Lecture du lundi 18 janvier 2021
REPUBLIQUE FRANCAISE

AU NOM DU PEUPLE FRANCAIS



Vu la procédure suivante :

M. B... A... a demandé au tribunal administratif de Dijon d'annuler son évaluation professionnelle au titre de l'année 2015 et la majoration d'ancienneté d'un mois dont elle a été assortie, d'enjoindre à l'administration de le promouvoir au grade d'administrateur des finances publiques adjoint (AFIPA) et de lui verser une indemnité égale à trente-six points d'indice pendant six mois à taux plein puis quinze ans à taux réduit. Par un jugement n° 1700372 du 29 janvier 2018, le tribunal administratif de Dijon a annulé le refus de la commission administrative paritaire nationale de demander la révision de l'évaluation de M. A..., et a rejeté le surplus de sa demande.

Par un arrêt n° 18LY01277 du 5 décembre 2019, la cour administrative d'appel de Lyon a rejeté l'appel formé par M. A... contre ce jugement.

Par un pourvoi sommaire, un mémoire complémentaire et un nouveau mémoire enregistrés les 5 février, 24 août et 19 octobre 2020 au secrétariat du contentieux du Conseil d'Etat, M. A... demande au Conseil d'Etat :

1°) d'annuler cet arrêt ;

2°) de mettre à la charge de l'Etat la somme de 4 000 euros au titre de l'article L. 761-1 du code de justice administrative.

Par un mémoire distinct, enregistré le 19 octobre 2020 au secrétariat du contentieux du Conseil d'Etat, M. B... A... demande au Conseil d'Etat, en application de l'article 23-5 de l'ordonnance n° 58-1067 du 7 novembre 1958, de renvoyer au Conseil constitutionnel la question de la conformité aux droits et libertés garantis par la Constitution de l'article 26 de la loi n°83-634 du 13 juillet 1983.

--------------------------------

§ EXERCICES
#1 Traduisez en anglais cette phrase de la décision : « Par un arrêt n° 18LY01277 du 5 décembre 2019, la cour administrative d'appel de Lyon a rejeté l'appel formé par M. A... contre ce jugement. »
#2 Reproduisez sans modification le passage de la décision qui commence aux mots « Lecture du lundi » et s'arrête après les mots « de sa demande. ».
La liste provient d'une autre source que la décision.

§ DONNÉES FOURNIES
--------------------------------

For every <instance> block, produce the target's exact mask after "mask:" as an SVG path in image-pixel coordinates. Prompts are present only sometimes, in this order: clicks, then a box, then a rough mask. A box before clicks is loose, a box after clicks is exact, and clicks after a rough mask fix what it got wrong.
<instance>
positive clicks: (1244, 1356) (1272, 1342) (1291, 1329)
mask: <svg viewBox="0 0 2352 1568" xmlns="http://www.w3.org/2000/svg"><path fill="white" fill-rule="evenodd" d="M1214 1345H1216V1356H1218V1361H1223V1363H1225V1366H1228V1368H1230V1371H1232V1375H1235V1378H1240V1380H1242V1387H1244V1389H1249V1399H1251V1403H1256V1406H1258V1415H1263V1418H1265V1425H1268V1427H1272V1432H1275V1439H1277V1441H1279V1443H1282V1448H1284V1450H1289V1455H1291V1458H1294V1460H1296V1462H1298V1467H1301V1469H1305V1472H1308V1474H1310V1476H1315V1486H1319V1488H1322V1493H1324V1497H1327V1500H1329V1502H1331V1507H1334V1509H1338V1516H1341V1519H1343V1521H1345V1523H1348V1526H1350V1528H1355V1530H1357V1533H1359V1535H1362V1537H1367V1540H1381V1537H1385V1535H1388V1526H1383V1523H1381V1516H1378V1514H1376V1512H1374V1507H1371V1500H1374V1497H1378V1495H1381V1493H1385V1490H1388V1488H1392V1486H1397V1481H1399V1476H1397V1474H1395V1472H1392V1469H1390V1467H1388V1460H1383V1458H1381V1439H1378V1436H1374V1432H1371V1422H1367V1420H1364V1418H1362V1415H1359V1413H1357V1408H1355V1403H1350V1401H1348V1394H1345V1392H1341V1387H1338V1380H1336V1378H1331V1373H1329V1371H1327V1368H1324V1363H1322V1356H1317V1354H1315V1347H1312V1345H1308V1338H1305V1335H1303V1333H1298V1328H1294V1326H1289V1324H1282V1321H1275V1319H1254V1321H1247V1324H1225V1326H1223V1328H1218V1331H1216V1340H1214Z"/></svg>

--------------------------------

§ RÉPONSES DANS L'ORDRE
#1 By ruling No. 18LY01277 of December 5, 2019, the Lyon Administrative Court of Appeal dismissed the appeal brought by Mr. A... against that judgment.

#2
Lecture du lundi 18 janvier 2021
REPUBLIQUE FRANCAISE

AU NOM DU PEUPLE FRANCAIS



Vu la procédure suivante :

M. B... A... a demandé au tribunal administratif de Dijon d'annuler son évaluation professionnelle au titre de l'année 2015 et la majoration d'ancienneté d'un mois dont elle a été assortie, d'enjoindre à l'administration de le promouvoir au grade d'administrateur des finances publiques adjoint (AFIPA) et de lui verser une indemnité égale à trente-six points d'indice pendant six mois à taux plein puis quinze ans à taux réduit. Par un jugement n° 1700372 du 29 janvier 2018, le tribunal administratif de Dijon a annulé le refus de la commission administrative paritaire nationale de demander la révision de l'évaluation de M. A..., et a rejeté le surplus de sa demande.